Written request - Write out the material exactly, with the pictures left out.
— Start Records for this exercise —
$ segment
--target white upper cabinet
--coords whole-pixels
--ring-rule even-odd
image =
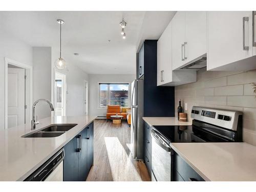
[[[172,81],[172,22],[157,41],[157,86]]]
[[[206,56],[207,12],[178,11],[172,22],[173,70]]]
[[[186,11],[185,22],[186,63],[206,53],[207,12]]]
[[[173,70],[178,68],[185,63],[183,52],[185,42],[185,11],[178,11],[172,19]]]
[[[209,11],[207,20],[207,70],[256,69],[252,12]]]
[[[157,86],[174,86],[197,81],[196,71],[173,71],[172,21],[157,41]]]

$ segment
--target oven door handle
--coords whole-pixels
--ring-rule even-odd
[[[153,139],[155,139],[155,142],[156,143],[157,143],[158,145],[159,145],[161,148],[163,148],[164,150],[165,150],[167,152],[170,152],[170,147],[168,147],[167,146],[165,146],[165,145],[167,145],[168,144],[165,142],[164,141],[163,141],[163,143],[164,143],[165,144],[163,143],[161,143],[159,140],[156,137],[156,136],[154,135],[154,134],[156,134],[156,132],[155,132],[153,130],[151,130],[151,136]]]

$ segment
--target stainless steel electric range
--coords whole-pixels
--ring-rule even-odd
[[[225,142],[242,141],[242,113],[192,108],[191,126],[153,126],[152,180],[170,181],[172,142]]]

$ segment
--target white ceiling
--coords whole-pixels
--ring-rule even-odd
[[[6,32],[33,47],[59,47],[62,56],[89,74],[135,74],[135,53],[145,39],[158,39],[173,11],[0,11]],[[119,23],[127,22],[126,39]],[[108,40],[111,40],[109,42]],[[74,53],[78,53],[76,56]]]

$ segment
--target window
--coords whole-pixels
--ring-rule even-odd
[[[99,108],[108,104],[129,106],[129,83],[99,83]]]

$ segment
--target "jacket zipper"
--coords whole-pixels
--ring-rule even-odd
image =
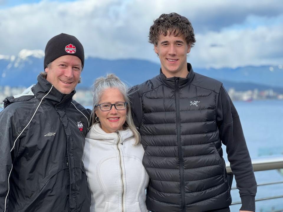
[[[119,132],[117,132],[117,134],[118,135],[118,138],[119,139],[119,140],[118,143],[117,143],[117,148],[118,149],[118,154],[119,155],[119,164],[120,164],[120,171],[121,173],[121,180],[122,182],[122,211],[121,212],[124,212],[124,191],[125,189],[124,189],[124,180],[123,179],[123,170],[122,167],[122,158],[121,156],[121,150],[120,150],[120,148],[119,147],[119,144],[120,143],[120,141],[121,141],[121,137],[120,136],[120,134],[119,133]],[[123,145],[123,142],[121,142],[121,145]]]
[[[178,80],[176,80],[175,84],[176,103],[176,115],[177,122],[177,141],[178,143],[178,153],[179,157],[179,165],[180,166],[180,177],[181,182],[181,196],[182,199],[182,211],[186,212],[186,202],[185,201],[185,188],[184,182],[184,166],[182,149],[181,145],[181,124],[180,123],[180,101],[179,99],[179,87]]]

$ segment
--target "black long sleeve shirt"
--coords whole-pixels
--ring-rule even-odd
[[[223,86],[218,99],[217,121],[222,143],[239,190],[241,210],[254,211],[257,186],[239,115]]]

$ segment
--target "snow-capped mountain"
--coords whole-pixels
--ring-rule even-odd
[[[0,55],[0,86],[27,87],[34,84],[37,76],[44,71],[44,55],[42,50],[26,49],[21,50],[17,56]],[[283,88],[283,69],[280,65],[219,69],[198,68],[192,65],[195,72],[226,82],[224,84],[226,87],[229,87],[227,82],[231,81],[233,82],[234,87],[238,84],[239,88],[241,82],[246,83],[245,86],[241,84],[245,88],[249,83],[254,85],[252,87],[258,87],[256,84],[262,84],[266,86],[265,88]],[[159,74],[160,68],[159,64],[145,60],[110,60],[86,57],[81,74],[82,83],[77,87],[89,88],[96,78],[111,73],[115,74],[129,85],[133,85]]]

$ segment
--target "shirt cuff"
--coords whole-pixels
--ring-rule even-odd
[[[256,210],[255,196],[249,194],[244,194],[241,196],[242,207],[240,211],[254,211]]]

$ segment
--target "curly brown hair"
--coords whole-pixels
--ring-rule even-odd
[[[187,18],[175,13],[163,14],[154,21],[149,29],[149,42],[157,45],[158,36],[162,34],[166,36],[168,30],[169,35],[182,35],[187,44],[191,47],[194,46],[195,39],[192,24]]]

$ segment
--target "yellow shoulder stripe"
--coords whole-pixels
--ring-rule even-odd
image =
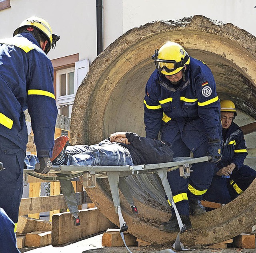
[[[28,90],[28,95],[42,95],[43,96],[46,96],[46,97],[50,97],[54,99],[55,99],[55,96],[49,91],[42,91],[42,90]]]
[[[231,144],[236,145],[236,141],[234,140],[231,140],[231,141],[230,141],[229,142],[228,142],[228,145],[231,145]]]
[[[9,129],[11,129],[13,125],[13,121],[0,113],[0,124]]]
[[[26,53],[35,49],[34,45],[28,40],[23,37],[14,37],[0,40],[0,43],[13,45],[21,48]]]
[[[235,149],[234,150],[235,153],[242,153],[243,152],[247,152],[247,150],[246,149]]]
[[[168,102],[172,102],[172,98],[168,97],[167,99],[165,99],[158,100],[158,101],[160,104],[165,104],[165,103],[168,103]]]
[[[204,106],[205,105],[210,105],[210,104],[214,103],[214,102],[218,101],[218,99],[219,98],[218,97],[218,96],[216,96],[216,97],[215,97],[212,99],[211,99],[207,100],[207,101],[206,101],[205,102],[203,102],[202,103],[198,102],[198,105],[199,106]]]

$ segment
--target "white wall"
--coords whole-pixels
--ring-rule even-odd
[[[0,11],[0,38],[12,36],[20,23],[29,17],[42,18],[60,37],[51,59],[79,53],[80,60],[91,61],[97,54],[96,4],[93,0],[11,0],[10,8]]]
[[[156,20],[202,15],[232,23],[256,36],[253,0],[123,0],[123,32]]]
[[[256,36],[256,2],[253,0],[102,0],[103,47],[135,27],[156,20],[200,14],[229,22]],[[79,59],[97,55],[96,0],[11,0],[11,7],[0,11],[0,38],[11,37],[25,19],[46,19],[60,36],[51,59],[78,53]]]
— End Records for this exercise —
Exercise output -
$ segment
--target white upper cabinet
--coords whole-pixels
--ring-rule even-odd
image =
[[[172,81],[172,22],[157,41],[157,86]]]
[[[206,56],[207,12],[178,11],[172,22],[173,70]]]
[[[186,11],[185,22],[186,63],[206,53],[207,12]]]
[[[173,70],[178,68],[185,63],[183,52],[185,42],[185,11],[178,11],[172,19]]]
[[[209,11],[207,20],[207,70],[256,69],[252,12]]]
[[[157,86],[174,86],[197,81],[196,71],[173,71],[172,21],[157,41]]]

$ segment
--target oven door handle
--coords whole-pixels
--ring-rule even-odd
[[[153,139],[155,139],[155,142],[156,143],[157,143],[158,145],[159,145],[161,148],[163,148],[164,150],[165,150],[167,152],[170,152],[170,147],[168,147],[167,146],[165,146],[165,145],[167,145],[168,144],[165,142],[164,141],[163,141],[163,143],[164,143],[165,144],[163,143],[161,143],[159,140],[156,137],[156,136],[154,135],[154,134],[156,134],[156,132],[155,132],[153,130],[151,130],[151,136]]]

$ segment
--target stainless steel electric range
--coords whole-pixels
--ring-rule even-odd
[[[225,142],[242,141],[242,113],[192,108],[191,126],[153,126],[152,180],[170,181],[172,142]]]

$ segment
--target white ceiling
--coords whole-pixels
--ring-rule even-odd
[[[6,32],[33,47],[59,47],[62,56],[89,74],[135,74],[135,53],[145,39],[158,39],[173,11],[0,11]],[[119,23],[127,22],[126,39]],[[108,40],[111,40],[109,42]],[[74,53],[78,53],[76,56]]]

$ segment
--target window
--coords whole-pixels
--ring-rule even-odd
[[[99,108],[108,104],[129,106],[129,83],[99,83]]]

$ segment
--target "jacket zipper"
--coords whole-pixels
--ring-rule even-odd
image =
[[[119,132],[117,132],[117,134],[118,135],[118,138],[119,139],[119,140],[118,143],[117,143],[117,148],[118,149],[118,154],[119,155],[119,164],[120,164],[120,171],[121,173],[121,180],[122,182],[122,211],[121,212],[124,212],[124,191],[125,189],[124,189],[124,180],[123,179],[123,170],[122,167],[122,158],[121,156],[121,150],[120,150],[120,148],[119,147],[119,144],[120,143],[120,141],[121,141],[121,137],[120,136],[120,134],[119,133]],[[123,145],[123,142],[121,142],[121,145]]]
[[[178,80],[176,80],[175,84],[176,103],[176,115],[177,122],[177,141],[178,143],[178,153],[179,157],[179,165],[180,166],[180,177],[181,182],[181,196],[182,199],[182,211],[186,212],[186,202],[185,201],[185,188],[184,182],[184,166],[182,149],[181,145],[181,124],[180,123],[180,101],[179,99],[179,87]]]

$ segment
--target "black long sleeve shirt"
--coords whole-pixels
--ring-rule even-odd
[[[223,86],[218,99],[217,121],[222,143],[239,190],[241,210],[254,211],[257,186],[239,115]]]

$ segment
--target "snow-capped mountain"
--coords whole-pixels
--ring-rule even-odd
[[[0,55],[0,86],[27,87],[34,84],[37,76],[44,71],[44,55],[42,50],[26,49],[21,50],[17,56]],[[283,88],[283,69],[280,65],[219,69],[198,68],[192,65],[195,72],[226,82],[224,84],[226,87],[229,87],[227,82],[231,81],[233,82],[234,87],[238,84],[239,88],[241,82],[246,83],[245,86],[241,84],[245,88],[249,83],[254,85],[252,87],[258,87],[256,84],[262,84],[266,86],[265,88]],[[159,74],[160,68],[159,64],[145,60],[110,60],[86,57],[81,74],[82,83],[77,87],[89,88],[96,78],[111,73],[115,74],[129,85],[133,85]]]

$ segment
--target "shirt cuff"
--coords whole-pixels
--ring-rule even-odd
[[[256,210],[255,196],[249,194],[244,194],[241,196],[242,207],[240,211],[254,211]]]

$ segment
--target "curly brown hair"
--coords whole-pixels
--ring-rule even-odd
[[[187,18],[175,13],[163,14],[154,21],[149,29],[149,42],[157,45],[158,36],[162,34],[166,36],[168,30],[169,35],[182,35],[187,44],[191,47],[194,46],[195,39],[192,24]]]

$ segment
--target "yellow shoulder stripe"
--coords whole-pixels
--ring-rule even-odd
image =
[[[28,90],[28,95],[42,95],[43,96],[46,96],[46,97],[50,97],[54,99],[55,99],[55,96],[49,91],[42,91],[42,90]]]
[[[231,144],[236,145],[236,141],[234,140],[231,140],[231,141],[230,141],[229,142],[228,142],[228,145],[231,145]]]
[[[9,129],[11,129],[13,125],[13,121],[0,113],[0,124]]]
[[[26,53],[35,49],[34,45],[28,40],[23,37],[14,37],[0,40],[0,43],[13,45],[21,48]]]
[[[235,149],[234,150],[235,153],[242,153],[243,152],[247,152],[247,150],[246,149]]]
[[[168,102],[172,102],[172,98],[168,97],[167,99],[165,99],[158,100],[158,101],[160,104],[165,104],[165,103],[168,103]]]
[[[204,106],[205,105],[210,105],[210,104],[214,103],[214,102],[218,101],[218,99],[219,98],[218,97],[218,96],[216,96],[216,97],[215,97],[212,99],[211,99],[207,100],[207,101],[206,101],[205,102],[203,102],[202,103],[198,102],[198,105],[199,106]]]

$ segment
--target "white wall"
--coords whole-pixels
--ring-rule even-odd
[[[0,11],[0,38],[12,36],[20,23],[29,17],[42,18],[60,37],[51,59],[79,53],[80,60],[91,61],[97,54],[96,4],[93,0],[11,0],[10,8]]]
[[[156,20],[202,15],[232,23],[256,36],[253,0],[123,0],[123,32]]]
[[[256,36],[256,2],[253,0],[102,0],[103,47],[135,27],[156,20],[200,14],[229,22]],[[79,59],[97,55],[96,0],[11,0],[11,7],[0,11],[0,38],[11,37],[25,19],[46,19],[60,36],[51,59],[78,53]]]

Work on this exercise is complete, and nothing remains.